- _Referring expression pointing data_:
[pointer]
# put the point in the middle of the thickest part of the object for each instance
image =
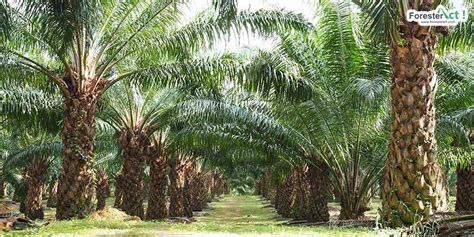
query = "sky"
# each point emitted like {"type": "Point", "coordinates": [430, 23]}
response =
{"type": "Point", "coordinates": [306, 7]}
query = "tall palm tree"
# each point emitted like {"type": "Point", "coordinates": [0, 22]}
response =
{"type": "Point", "coordinates": [80, 47]}
{"type": "Point", "coordinates": [414, 186]}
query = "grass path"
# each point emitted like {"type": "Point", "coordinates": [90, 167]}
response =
{"type": "Point", "coordinates": [230, 216]}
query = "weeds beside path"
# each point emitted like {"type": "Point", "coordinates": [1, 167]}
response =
{"type": "Point", "coordinates": [230, 216]}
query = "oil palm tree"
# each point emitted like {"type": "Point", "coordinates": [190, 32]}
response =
{"type": "Point", "coordinates": [413, 182]}
{"type": "Point", "coordinates": [80, 46]}
{"type": "Point", "coordinates": [136, 117]}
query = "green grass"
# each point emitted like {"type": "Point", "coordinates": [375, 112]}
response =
{"type": "Point", "coordinates": [233, 214]}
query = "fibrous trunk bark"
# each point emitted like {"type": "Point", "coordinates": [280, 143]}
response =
{"type": "Point", "coordinates": [2, 186]}
{"type": "Point", "coordinates": [200, 194]}
{"type": "Point", "coordinates": [318, 179]}
{"type": "Point", "coordinates": [102, 189]}
{"type": "Point", "coordinates": [414, 185]}
{"type": "Point", "coordinates": [76, 188]}
{"type": "Point", "coordinates": [189, 187]}
{"type": "Point", "coordinates": [34, 180]}
{"type": "Point", "coordinates": [157, 208]}
{"type": "Point", "coordinates": [177, 179]}
{"type": "Point", "coordinates": [465, 189]}
{"type": "Point", "coordinates": [136, 151]}
{"type": "Point", "coordinates": [52, 194]}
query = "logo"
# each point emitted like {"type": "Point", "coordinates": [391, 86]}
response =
{"type": "Point", "coordinates": [439, 17]}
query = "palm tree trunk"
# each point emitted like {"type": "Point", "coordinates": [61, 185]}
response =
{"type": "Point", "coordinates": [102, 189]}
{"type": "Point", "coordinates": [465, 189]}
{"type": "Point", "coordinates": [52, 194]}
{"type": "Point", "coordinates": [176, 208]}
{"type": "Point", "coordinates": [157, 208]}
{"type": "Point", "coordinates": [201, 193]}
{"type": "Point", "coordinates": [299, 206]}
{"type": "Point", "coordinates": [414, 185]}
{"type": "Point", "coordinates": [76, 189]}
{"type": "Point", "coordinates": [286, 196]}
{"type": "Point", "coordinates": [118, 192]}
{"type": "Point", "coordinates": [188, 188]}
{"type": "Point", "coordinates": [136, 151]}
{"type": "Point", "coordinates": [318, 192]}
{"type": "Point", "coordinates": [34, 197]}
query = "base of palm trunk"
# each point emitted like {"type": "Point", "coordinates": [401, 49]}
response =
{"type": "Point", "coordinates": [318, 193]}
{"type": "Point", "coordinates": [157, 208]}
{"type": "Point", "coordinates": [76, 188]}
{"type": "Point", "coordinates": [102, 189]}
{"type": "Point", "coordinates": [465, 190]}
{"type": "Point", "coordinates": [176, 208]}
{"type": "Point", "coordinates": [34, 197]}
{"type": "Point", "coordinates": [414, 185]}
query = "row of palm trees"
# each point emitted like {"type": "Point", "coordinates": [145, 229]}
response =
{"type": "Point", "coordinates": [316, 104]}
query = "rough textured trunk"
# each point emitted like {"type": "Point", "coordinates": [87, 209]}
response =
{"type": "Point", "coordinates": [414, 185]}
{"type": "Point", "coordinates": [200, 195]}
{"type": "Point", "coordinates": [2, 187]}
{"type": "Point", "coordinates": [299, 207]}
{"type": "Point", "coordinates": [318, 179]}
{"type": "Point", "coordinates": [157, 208]}
{"type": "Point", "coordinates": [52, 194]}
{"type": "Point", "coordinates": [34, 180]}
{"type": "Point", "coordinates": [136, 152]}
{"type": "Point", "coordinates": [286, 196]}
{"type": "Point", "coordinates": [76, 188]}
{"type": "Point", "coordinates": [465, 189]}
{"type": "Point", "coordinates": [177, 179]}
{"type": "Point", "coordinates": [189, 188]}
{"type": "Point", "coordinates": [102, 189]}
{"type": "Point", "coordinates": [118, 192]}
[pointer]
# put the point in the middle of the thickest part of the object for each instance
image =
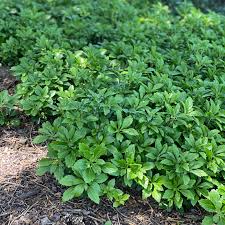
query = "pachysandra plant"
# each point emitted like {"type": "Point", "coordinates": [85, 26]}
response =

- _TASK TO COMPLETE_:
Give back the records above word for word, minus any image they hold.

- _EXPECTED OUTPUT_:
[pointer]
# put the point in the middle of the thickest part of the object for each instance
image =
query = "sky"
# each point emitted like {"type": "Point", "coordinates": [430, 23]}
response =
{"type": "Point", "coordinates": [306, 7]}
query = "tall palm tree"
# each point emitted like {"type": "Point", "coordinates": [0, 22]}
response =
{"type": "Point", "coordinates": [80, 47]}
{"type": "Point", "coordinates": [414, 186]}
query = "grass path"
# each point emitted like {"type": "Point", "coordinates": [90, 167]}
response =
{"type": "Point", "coordinates": [230, 216]}
query = "weeds beside path"
# each point emitted like {"type": "Point", "coordinates": [1, 167]}
response =
{"type": "Point", "coordinates": [230, 216]}
query = "oil palm tree"
# each point emitted like {"type": "Point", "coordinates": [190, 32]}
response =
{"type": "Point", "coordinates": [413, 182]}
{"type": "Point", "coordinates": [80, 46]}
{"type": "Point", "coordinates": [136, 117]}
query = "green grass"
# each point emitted like {"type": "Point", "coordinates": [375, 112]}
response =
{"type": "Point", "coordinates": [233, 214]}
query = "fibrous trunk bark"
# each point emitted like {"type": "Point", "coordinates": [280, 143]}
response =
{"type": "Point", "coordinates": [2, 186]}
{"type": "Point", "coordinates": [200, 194]}
{"type": "Point", "coordinates": [318, 179]}
{"type": "Point", "coordinates": [102, 189]}
{"type": "Point", "coordinates": [414, 185]}
{"type": "Point", "coordinates": [76, 188]}
{"type": "Point", "coordinates": [189, 187]}
{"type": "Point", "coordinates": [34, 180]}
{"type": "Point", "coordinates": [157, 208]}
{"type": "Point", "coordinates": [177, 179]}
{"type": "Point", "coordinates": [465, 189]}
{"type": "Point", "coordinates": [136, 151]}
{"type": "Point", "coordinates": [52, 194]}
query = "logo"
# each point emitted like {"type": "Point", "coordinates": [391, 86]}
response =
{"type": "Point", "coordinates": [439, 17]}
query = "palm tree trunk"
# each point emitted like {"type": "Point", "coordinates": [61, 185]}
response =
{"type": "Point", "coordinates": [102, 189]}
{"type": "Point", "coordinates": [465, 189]}
{"type": "Point", "coordinates": [52, 194]}
{"type": "Point", "coordinates": [176, 208]}
{"type": "Point", "coordinates": [157, 208]}
{"type": "Point", "coordinates": [201, 193]}
{"type": "Point", "coordinates": [299, 206]}
{"type": "Point", "coordinates": [414, 185]}
{"type": "Point", "coordinates": [76, 189]}
{"type": "Point", "coordinates": [286, 196]}
{"type": "Point", "coordinates": [118, 192]}
{"type": "Point", "coordinates": [188, 188]}
{"type": "Point", "coordinates": [136, 151]}
{"type": "Point", "coordinates": [318, 192]}
{"type": "Point", "coordinates": [34, 197]}
query = "base of palm trunk"
# each point emitted like {"type": "Point", "coordinates": [401, 49]}
response =
{"type": "Point", "coordinates": [318, 193]}
{"type": "Point", "coordinates": [157, 208]}
{"type": "Point", "coordinates": [76, 188]}
{"type": "Point", "coordinates": [102, 189]}
{"type": "Point", "coordinates": [465, 190]}
{"type": "Point", "coordinates": [176, 208]}
{"type": "Point", "coordinates": [34, 197]}
{"type": "Point", "coordinates": [414, 185]}
query = "row of palm trees"
# each point emitted like {"type": "Point", "coordinates": [145, 229]}
response =
{"type": "Point", "coordinates": [316, 104]}
query = "rough textured trunk"
# each point emitted like {"type": "Point", "coordinates": [87, 209]}
response =
{"type": "Point", "coordinates": [414, 185]}
{"type": "Point", "coordinates": [200, 195]}
{"type": "Point", "coordinates": [2, 187]}
{"type": "Point", "coordinates": [299, 207]}
{"type": "Point", "coordinates": [318, 179]}
{"type": "Point", "coordinates": [157, 208]}
{"type": "Point", "coordinates": [52, 194]}
{"type": "Point", "coordinates": [34, 180]}
{"type": "Point", "coordinates": [136, 152]}
{"type": "Point", "coordinates": [286, 196]}
{"type": "Point", "coordinates": [76, 188]}
{"type": "Point", "coordinates": [465, 189]}
{"type": "Point", "coordinates": [177, 179]}
{"type": "Point", "coordinates": [189, 188]}
{"type": "Point", "coordinates": [102, 189]}
{"type": "Point", "coordinates": [118, 192]}
[pointer]
# put the point in the middle of the thickest part of the object for each instance
image =
query = "pachysandra plant"
# each point emitted like {"type": "Point", "coordinates": [85, 26]}
response =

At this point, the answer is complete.